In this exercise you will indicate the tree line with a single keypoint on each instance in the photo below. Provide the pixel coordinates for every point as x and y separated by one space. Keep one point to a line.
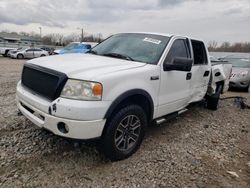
213 46
58 39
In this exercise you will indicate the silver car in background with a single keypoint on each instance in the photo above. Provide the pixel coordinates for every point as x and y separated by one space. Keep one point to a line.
29 53
240 77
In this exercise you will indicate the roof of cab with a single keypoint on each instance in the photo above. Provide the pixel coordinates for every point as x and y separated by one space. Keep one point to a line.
165 34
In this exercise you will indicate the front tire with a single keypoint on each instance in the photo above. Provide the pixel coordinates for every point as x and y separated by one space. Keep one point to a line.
213 100
124 132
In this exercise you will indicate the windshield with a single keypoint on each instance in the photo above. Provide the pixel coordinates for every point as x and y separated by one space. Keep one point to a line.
239 62
145 48
71 46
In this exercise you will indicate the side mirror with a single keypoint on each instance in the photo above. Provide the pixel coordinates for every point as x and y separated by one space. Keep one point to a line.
179 64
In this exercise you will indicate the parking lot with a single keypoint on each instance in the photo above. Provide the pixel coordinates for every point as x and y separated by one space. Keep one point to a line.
201 148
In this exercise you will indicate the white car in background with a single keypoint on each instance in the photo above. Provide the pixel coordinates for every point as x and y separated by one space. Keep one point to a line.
119 87
29 53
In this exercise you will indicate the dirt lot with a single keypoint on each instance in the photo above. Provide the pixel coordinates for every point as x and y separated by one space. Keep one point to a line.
195 150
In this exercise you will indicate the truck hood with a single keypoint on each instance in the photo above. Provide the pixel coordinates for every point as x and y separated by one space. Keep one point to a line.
84 66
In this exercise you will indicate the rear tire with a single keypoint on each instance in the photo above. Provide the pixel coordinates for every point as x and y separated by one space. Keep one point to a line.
20 56
213 101
124 132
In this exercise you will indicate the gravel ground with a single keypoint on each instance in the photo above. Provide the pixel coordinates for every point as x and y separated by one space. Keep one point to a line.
201 148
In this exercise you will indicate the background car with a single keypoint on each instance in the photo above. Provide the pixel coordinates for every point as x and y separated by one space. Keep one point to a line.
240 77
74 47
29 53
48 49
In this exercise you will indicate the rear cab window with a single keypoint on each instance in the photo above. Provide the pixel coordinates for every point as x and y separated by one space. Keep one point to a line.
199 50
179 49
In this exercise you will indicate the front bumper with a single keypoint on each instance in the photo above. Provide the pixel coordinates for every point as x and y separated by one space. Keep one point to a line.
35 109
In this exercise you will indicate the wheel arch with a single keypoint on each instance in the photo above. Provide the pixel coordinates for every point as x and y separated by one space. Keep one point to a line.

========================

Repeat each line of the records above exactly, but do not copy the pictures.

** ANSWER **
In this exercise you will indicate the tree line with a single keypoint on each instance in the photo below. Provide the pixel coordinates for every point as x and y separated by one space. Keep one point to a line.
213 46
58 39
In this exercise you will indicate the silver car in background with a single keypoint on each instance in the photo above. Provide the pixel coordinates for every point as x and y separated by one space. Keep one point to a line.
29 53
240 77
In this exercise you will indicate the roof of cab with a single keypoint on each instance in the photo above. Provide the pixel coordinates for every point as x and y separated by one space. Keep one point to a line.
165 34
In this exercise you will indicate the front tire with a single keypoint on each instance in the photo above. Provide the pixel coordinates for every point as x and y separated by one space. Keep one point to a line.
213 100
124 132
In this exercise you will indicate the windshield with a single keypoint on each instance in the photo above. Provide the pixel coordinates for every point as x and y separated by one space. Keep one point to a line.
239 62
145 48
71 46
In this exercise you will indicate the side mirror with a single keypoint on each instance in the photo above. Provide the pixel coordinates for every point as x and y separated by one space. Keep one point to a line.
179 64
In this exercise you will indicate the parking lot with a single keypoint on each instance in the photo above. Provide the pixel coordinates for every point as x and y separated by one space. Keep one point to a line.
201 148
In this exercise you will indicate the white car in background with a single keypoint on each instance in the photo above. Provide the pixel coordinates for every point as x and y separated by one space. Keep one point to a line.
119 87
29 53
In this exercise you will indicate the dirt lot with a single keypoint on each instance in the photo above. Provide the pixel coordinates for every point as x and y separated by one space. Keep one point to a line.
195 150
In this exercise you will indicate the truck hood with a single keypoint on each instance in the photo above. Provide the pixel coordinates for every point as x and y separated by one space. Keep one point to a line.
84 66
In this exercise you will indicate the rear tire with a single keypoint on each instance in the photo above. Provide the pixel coordinates for every point as x and y separated by one space. Keep one point to a line.
20 56
213 101
124 132
In this exercise you will indicate the gravel ground with a single keypoint on each instance in the photo above. Provide the pixel coordinates for every point as x and y separated by one space. Keep one point to a line.
201 148
In this exercise you will indicate the background car with a single keypoint on each instance in the photo above. Provide the pixel coordinates for every point as x and y separated by one space. Keep one point to a line.
240 77
74 47
29 53
48 49
In this exercise you will indicate the rear cab window with a single keypoint on each instance in the photo above. Provide the pixel coordinates for every point as x and y separated by one space. Keep one point to a line.
199 50
179 49
In this exercise you will indicate the front bumper with a single keypoint on each instance in the photo above. Provide the pixel coordinates for every point as x and y separated by one space. Keep one point to a line.
35 109
In this exercise you will indicate the wheel arch with a single keypoint on each instance in the photo above. Provide the pixel coordinates for every point as x and y separated by one space. Keep one point to a line.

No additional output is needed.